*Your instructions:* Beginning with the line below that contains "the wooden umbrella" and ending with the line that contains "the blue ocean", copy every line exactly. Copy nothing else.

Stored data entries:
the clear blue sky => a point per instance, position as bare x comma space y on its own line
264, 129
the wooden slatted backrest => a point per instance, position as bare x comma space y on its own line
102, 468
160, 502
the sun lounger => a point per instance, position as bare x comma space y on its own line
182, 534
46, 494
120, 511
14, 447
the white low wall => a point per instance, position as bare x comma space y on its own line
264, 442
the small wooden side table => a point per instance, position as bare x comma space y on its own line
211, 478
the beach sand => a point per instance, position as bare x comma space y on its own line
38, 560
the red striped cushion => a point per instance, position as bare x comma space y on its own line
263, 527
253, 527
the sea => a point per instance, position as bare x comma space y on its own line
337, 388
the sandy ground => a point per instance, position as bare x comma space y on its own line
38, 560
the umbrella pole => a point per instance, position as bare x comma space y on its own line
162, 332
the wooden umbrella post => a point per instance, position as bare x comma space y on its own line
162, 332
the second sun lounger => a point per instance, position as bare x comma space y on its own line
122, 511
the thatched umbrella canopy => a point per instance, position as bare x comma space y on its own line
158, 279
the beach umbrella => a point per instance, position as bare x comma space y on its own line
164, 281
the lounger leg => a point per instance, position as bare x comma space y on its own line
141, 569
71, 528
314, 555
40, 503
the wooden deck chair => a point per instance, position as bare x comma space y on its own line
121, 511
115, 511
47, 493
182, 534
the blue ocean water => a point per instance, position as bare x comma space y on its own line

==

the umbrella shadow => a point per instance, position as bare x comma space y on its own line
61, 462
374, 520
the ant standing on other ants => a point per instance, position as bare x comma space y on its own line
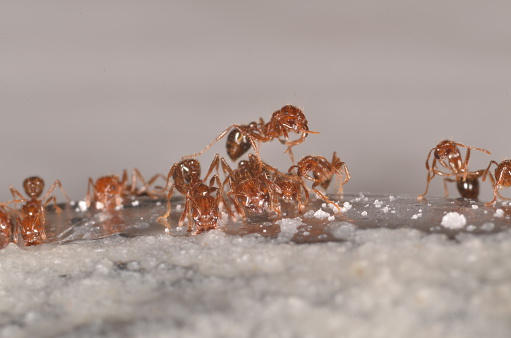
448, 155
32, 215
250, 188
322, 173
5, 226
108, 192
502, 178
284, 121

==

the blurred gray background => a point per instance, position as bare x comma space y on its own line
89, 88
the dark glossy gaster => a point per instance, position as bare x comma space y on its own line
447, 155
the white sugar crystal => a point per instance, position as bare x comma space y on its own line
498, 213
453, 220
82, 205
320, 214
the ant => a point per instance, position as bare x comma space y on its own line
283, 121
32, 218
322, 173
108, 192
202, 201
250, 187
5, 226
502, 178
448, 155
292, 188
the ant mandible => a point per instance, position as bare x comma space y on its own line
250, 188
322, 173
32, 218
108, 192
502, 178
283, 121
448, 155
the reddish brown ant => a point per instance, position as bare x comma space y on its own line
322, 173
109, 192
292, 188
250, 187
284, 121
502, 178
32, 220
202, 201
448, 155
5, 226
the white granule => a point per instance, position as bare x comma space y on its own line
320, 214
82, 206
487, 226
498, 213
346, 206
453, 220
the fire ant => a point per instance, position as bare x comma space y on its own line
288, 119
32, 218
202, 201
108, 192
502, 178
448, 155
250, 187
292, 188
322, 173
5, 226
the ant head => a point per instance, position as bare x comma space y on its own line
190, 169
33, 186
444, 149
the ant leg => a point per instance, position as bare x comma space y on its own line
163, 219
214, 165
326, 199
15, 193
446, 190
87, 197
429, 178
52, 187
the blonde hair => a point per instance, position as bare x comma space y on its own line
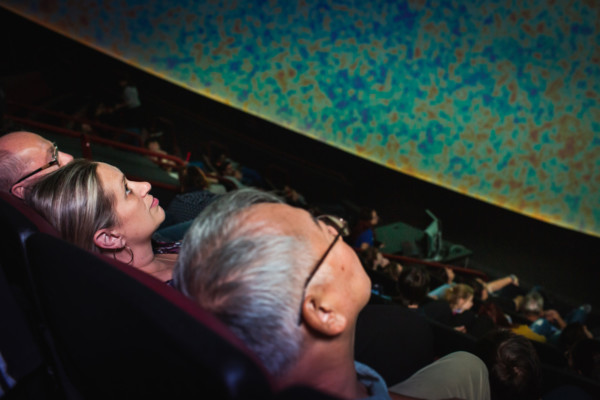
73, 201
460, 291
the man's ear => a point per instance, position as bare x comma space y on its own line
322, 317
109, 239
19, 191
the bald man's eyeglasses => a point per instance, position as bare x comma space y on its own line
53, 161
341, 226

*Solution for this exercise:*
the wooden umbrella post => a point per instance, position as bare x comma space y on its own line
162, 332
the second sun lounger => a point per instance, position as bare x comma space y on its own line
122, 511
the thatched umbrella canopy => a point per instance, position as bare x comma space y on its own line
158, 279
the beach umbrella => a point per instance, position as bare x comma space y on its own line
164, 281
the lounger leg => a point per instance, position as bare x comma space y on its own line
141, 569
71, 528
314, 555
40, 503
the wooden deck chair => a point per instance, position as bare x comma space y on its own line
121, 511
115, 511
47, 493
182, 534
the blue ocean water => a point per instance, position as bare x comma space y on its own line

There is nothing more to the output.